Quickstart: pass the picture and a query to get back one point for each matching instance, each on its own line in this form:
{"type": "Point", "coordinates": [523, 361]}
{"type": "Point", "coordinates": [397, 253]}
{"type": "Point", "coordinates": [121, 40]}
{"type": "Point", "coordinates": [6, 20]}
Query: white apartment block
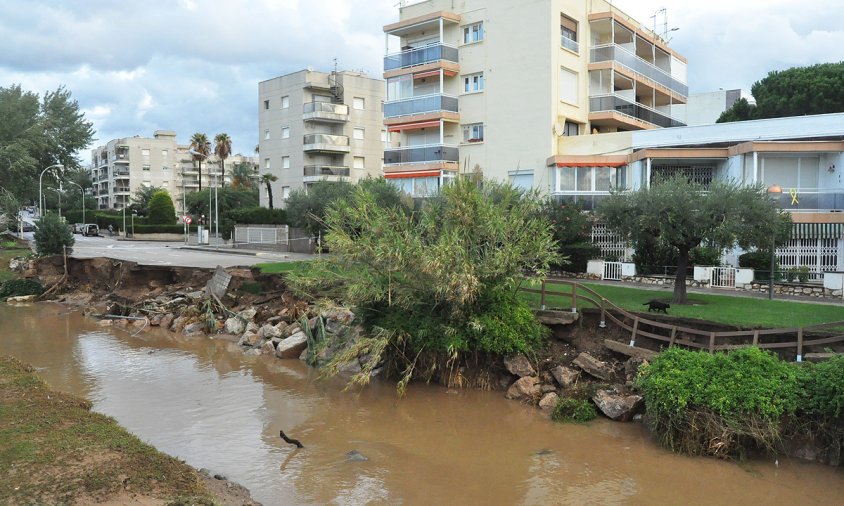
{"type": "Point", "coordinates": [316, 126]}
{"type": "Point", "coordinates": [496, 85]}
{"type": "Point", "coordinates": [122, 166]}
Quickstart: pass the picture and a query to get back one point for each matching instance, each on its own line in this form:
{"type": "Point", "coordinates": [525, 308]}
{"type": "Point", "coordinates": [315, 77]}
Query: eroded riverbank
{"type": "Point", "coordinates": [203, 400]}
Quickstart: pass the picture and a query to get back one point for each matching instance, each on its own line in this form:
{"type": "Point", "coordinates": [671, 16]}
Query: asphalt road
{"type": "Point", "coordinates": [169, 253]}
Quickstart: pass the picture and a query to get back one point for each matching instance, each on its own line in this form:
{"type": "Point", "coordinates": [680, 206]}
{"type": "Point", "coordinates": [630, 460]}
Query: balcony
{"type": "Point", "coordinates": [430, 153]}
{"type": "Point", "coordinates": [617, 104]}
{"type": "Point", "coordinates": [420, 56]}
{"type": "Point", "coordinates": [426, 104]}
{"type": "Point", "coordinates": [637, 65]}
{"type": "Point", "coordinates": [327, 143]}
{"type": "Point", "coordinates": [326, 111]}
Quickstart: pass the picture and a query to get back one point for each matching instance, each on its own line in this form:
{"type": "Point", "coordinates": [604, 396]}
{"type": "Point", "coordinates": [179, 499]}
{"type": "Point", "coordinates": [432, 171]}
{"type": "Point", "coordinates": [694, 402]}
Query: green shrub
{"type": "Point", "coordinates": [570, 410]}
{"type": "Point", "coordinates": [161, 209]}
{"type": "Point", "coordinates": [53, 236]}
{"type": "Point", "coordinates": [19, 287]}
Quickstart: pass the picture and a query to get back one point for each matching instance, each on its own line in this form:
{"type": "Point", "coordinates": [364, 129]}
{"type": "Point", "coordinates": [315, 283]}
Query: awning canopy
{"type": "Point", "coordinates": [816, 231]}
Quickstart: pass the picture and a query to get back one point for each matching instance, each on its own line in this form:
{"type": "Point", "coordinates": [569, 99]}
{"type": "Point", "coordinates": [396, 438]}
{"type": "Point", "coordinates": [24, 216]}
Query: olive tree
{"type": "Point", "coordinates": [683, 215]}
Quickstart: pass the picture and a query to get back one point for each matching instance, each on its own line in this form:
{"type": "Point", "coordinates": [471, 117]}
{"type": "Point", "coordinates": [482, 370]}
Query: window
{"type": "Point", "coordinates": [473, 132]}
{"type": "Point", "coordinates": [473, 83]}
{"type": "Point", "coordinates": [568, 33]}
{"type": "Point", "coordinates": [473, 33]}
{"type": "Point", "coordinates": [568, 86]}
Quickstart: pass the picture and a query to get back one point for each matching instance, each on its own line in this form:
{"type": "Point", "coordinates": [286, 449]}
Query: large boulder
{"type": "Point", "coordinates": [291, 347]}
{"type": "Point", "coordinates": [526, 388]}
{"type": "Point", "coordinates": [565, 376]}
{"type": "Point", "coordinates": [518, 365]}
{"type": "Point", "coordinates": [594, 367]}
{"type": "Point", "coordinates": [619, 407]}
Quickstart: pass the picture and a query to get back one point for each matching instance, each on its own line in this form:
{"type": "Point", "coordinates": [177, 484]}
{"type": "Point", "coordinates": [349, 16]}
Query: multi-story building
{"type": "Point", "coordinates": [123, 165]}
{"type": "Point", "coordinates": [494, 86]}
{"type": "Point", "coordinates": [316, 126]}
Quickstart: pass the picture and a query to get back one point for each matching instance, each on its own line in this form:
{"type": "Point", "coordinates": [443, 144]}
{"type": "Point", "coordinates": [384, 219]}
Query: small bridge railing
{"type": "Point", "coordinates": [640, 327]}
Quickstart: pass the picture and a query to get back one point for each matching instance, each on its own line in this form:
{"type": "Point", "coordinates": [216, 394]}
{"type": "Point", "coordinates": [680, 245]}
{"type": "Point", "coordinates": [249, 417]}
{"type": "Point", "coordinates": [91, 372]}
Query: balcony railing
{"type": "Point", "coordinates": [326, 111]}
{"type": "Point", "coordinates": [569, 44]}
{"type": "Point", "coordinates": [325, 170]}
{"type": "Point", "coordinates": [420, 56]}
{"type": "Point", "coordinates": [429, 153]}
{"type": "Point", "coordinates": [420, 105]}
{"type": "Point", "coordinates": [326, 142]}
{"type": "Point", "coordinates": [616, 103]}
{"type": "Point", "coordinates": [614, 52]}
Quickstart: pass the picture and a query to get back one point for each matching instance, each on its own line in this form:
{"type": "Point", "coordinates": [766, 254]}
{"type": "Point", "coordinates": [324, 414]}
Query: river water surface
{"type": "Point", "coordinates": [205, 402]}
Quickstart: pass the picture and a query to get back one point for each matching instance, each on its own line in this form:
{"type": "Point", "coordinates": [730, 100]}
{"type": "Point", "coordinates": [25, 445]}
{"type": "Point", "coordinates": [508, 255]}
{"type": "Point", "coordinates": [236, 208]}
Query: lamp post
{"type": "Point", "coordinates": [82, 194]}
{"type": "Point", "coordinates": [774, 191]}
{"type": "Point", "coordinates": [40, 191]}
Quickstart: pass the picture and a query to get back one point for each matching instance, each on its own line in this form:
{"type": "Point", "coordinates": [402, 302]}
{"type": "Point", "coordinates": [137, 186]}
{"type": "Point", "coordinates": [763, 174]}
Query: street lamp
{"type": "Point", "coordinates": [774, 191]}
{"type": "Point", "coordinates": [40, 191]}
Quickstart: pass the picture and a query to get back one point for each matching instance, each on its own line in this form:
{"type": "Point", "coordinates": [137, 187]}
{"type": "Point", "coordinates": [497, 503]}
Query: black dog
{"type": "Point", "coordinates": [655, 305]}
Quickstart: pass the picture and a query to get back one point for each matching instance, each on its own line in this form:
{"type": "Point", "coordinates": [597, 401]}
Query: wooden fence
{"type": "Point", "coordinates": [666, 333]}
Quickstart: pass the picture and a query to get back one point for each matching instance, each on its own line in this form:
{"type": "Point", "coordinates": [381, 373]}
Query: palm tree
{"type": "Point", "coordinates": [267, 179]}
{"type": "Point", "coordinates": [223, 148]}
{"type": "Point", "coordinates": [201, 146]}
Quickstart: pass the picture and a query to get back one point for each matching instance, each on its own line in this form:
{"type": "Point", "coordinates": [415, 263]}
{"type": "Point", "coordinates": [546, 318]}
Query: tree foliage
{"type": "Point", "coordinates": [682, 215]}
{"type": "Point", "coordinates": [161, 209]}
{"type": "Point", "coordinates": [53, 236]}
{"type": "Point", "coordinates": [798, 91]}
{"type": "Point", "coordinates": [36, 132]}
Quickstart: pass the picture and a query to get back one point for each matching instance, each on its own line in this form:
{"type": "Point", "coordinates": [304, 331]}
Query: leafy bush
{"type": "Point", "coordinates": [52, 236]}
{"type": "Point", "coordinates": [19, 287]}
{"type": "Point", "coordinates": [570, 410]}
{"type": "Point", "coordinates": [161, 209]}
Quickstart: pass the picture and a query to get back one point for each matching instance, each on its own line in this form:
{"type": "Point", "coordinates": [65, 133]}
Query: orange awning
{"type": "Point", "coordinates": [413, 173]}
{"type": "Point", "coordinates": [413, 126]}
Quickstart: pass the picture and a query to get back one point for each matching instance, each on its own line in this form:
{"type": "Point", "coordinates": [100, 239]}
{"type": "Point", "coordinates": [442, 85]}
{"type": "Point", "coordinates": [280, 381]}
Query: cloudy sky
{"type": "Point", "coordinates": [193, 65]}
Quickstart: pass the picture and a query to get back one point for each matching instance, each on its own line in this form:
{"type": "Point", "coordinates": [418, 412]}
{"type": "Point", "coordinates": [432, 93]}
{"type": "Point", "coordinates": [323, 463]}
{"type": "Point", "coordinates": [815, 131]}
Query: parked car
{"type": "Point", "coordinates": [90, 229]}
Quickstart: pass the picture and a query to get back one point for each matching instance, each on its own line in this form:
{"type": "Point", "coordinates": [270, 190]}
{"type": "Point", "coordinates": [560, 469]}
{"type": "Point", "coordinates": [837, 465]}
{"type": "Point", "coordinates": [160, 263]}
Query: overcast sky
{"type": "Point", "coordinates": [136, 66]}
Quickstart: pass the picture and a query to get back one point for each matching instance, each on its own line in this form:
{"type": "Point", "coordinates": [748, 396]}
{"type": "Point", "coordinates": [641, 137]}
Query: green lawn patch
{"type": "Point", "coordinates": [745, 312]}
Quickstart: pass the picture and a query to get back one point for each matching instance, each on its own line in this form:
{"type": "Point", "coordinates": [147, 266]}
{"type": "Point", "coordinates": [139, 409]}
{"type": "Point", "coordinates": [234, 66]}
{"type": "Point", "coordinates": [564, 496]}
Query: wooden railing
{"type": "Point", "coordinates": [671, 334]}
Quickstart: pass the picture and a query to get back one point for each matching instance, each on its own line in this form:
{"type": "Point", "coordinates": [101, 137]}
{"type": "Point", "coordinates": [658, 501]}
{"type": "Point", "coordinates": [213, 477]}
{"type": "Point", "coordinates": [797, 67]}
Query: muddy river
{"type": "Point", "coordinates": [203, 401]}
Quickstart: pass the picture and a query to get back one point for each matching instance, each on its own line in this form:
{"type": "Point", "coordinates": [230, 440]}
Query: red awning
{"type": "Point", "coordinates": [591, 164]}
{"type": "Point", "coordinates": [413, 126]}
{"type": "Point", "coordinates": [414, 173]}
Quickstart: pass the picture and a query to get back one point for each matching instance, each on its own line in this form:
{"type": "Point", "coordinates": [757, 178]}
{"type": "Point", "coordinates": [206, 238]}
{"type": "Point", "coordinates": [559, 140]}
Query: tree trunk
{"type": "Point", "coordinates": [680, 278]}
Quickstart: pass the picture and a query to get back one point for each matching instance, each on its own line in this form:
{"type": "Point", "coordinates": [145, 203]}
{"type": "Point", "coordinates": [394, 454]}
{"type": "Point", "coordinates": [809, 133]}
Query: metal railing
{"type": "Point", "coordinates": [420, 56]}
{"type": "Point", "coordinates": [422, 154]}
{"type": "Point", "coordinates": [325, 170]}
{"type": "Point", "coordinates": [619, 104]}
{"type": "Point", "coordinates": [420, 105]}
{"type": "Point", "coordinates": [637, 64]}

◆ PROBLEM REQUIREMENTS:
Only the lines from the one with "Query: green lawn patch" through the final line above belong in the answer, each reproduced word for word.

◆ OUTPUT:
Query: green lawn patch
{"type": "Point", "coordinates": [745, 312]}
Quickstart: pass the picture and a query to get back one point for each matching instance, each on its own line in this form:
{"type": "Point", "coordinates": [147, 266]}
{"type": "Point", "coordinates": [139, 409]}
{"type": "Point", "coordinates": [234, 66]}
{"type": "Point", "coordinates": [564, 496]}
Query: wooden railing
{"type": "Point", "coordinates": [671, 334]}
Quickstart: pass the picture and a query to get back one point for each matching instance, each on its own line in this form:
{"type": "Point", "coordinates": [101, 137]}
{"type": "Point", "coordinates": [658, 501]}
{"type": "Point", "coordinates": [213, 477]}
{"type": "Point", "coordinates": [797, 67]}
Query: muddy river
{"type": "Point", "coordinates": [203, 401]}
Quickstart: pass the picture and a query to get back one point for each matching instance, each on its own line in this form:
{"type": "Point", "coordinates": [230, 440]}
Query: red awning
{"type": "Point", "coordinates": [591, 164]}
{"type": "Point", "coordinates": [413, 126]}
{"type": "Point", "coordinates": [414, 173]}
Quickstart: pass the picture and a query to get back one point for each matching instance, each on its own line in this form:
{"type": "Point", "coordinates": [757, 178]}
{"type": "Point", "coordinates": [206, 238]}
{"type": "Point", "coordinates": [559, 140]}
Query: tree trunk
{"type": "Point", "coordinates": [680, 278]}
Quickstart: pass the picture and a query to get back one point for each matching instance, each on its own line in this form:
{"type": "Point", "coordinates": [145, 203]}
{"type": "Point", "coordinates": [394, 454]}
{"type": "Point", "coordinates": [809, 133]}
Query: metal railing
{"type": "Point", "coordinates": [420, 56]}
{"type": "Point", "coordinates": [422, 154]}
{"type": "Point", "coordinates": [325, 170]}
{"type": "Point", "coordinates": [619, 104]}
{"type": "Point", "coordinates": [420, 105]}
{"type": "Point", "coordinates": [637, 64]}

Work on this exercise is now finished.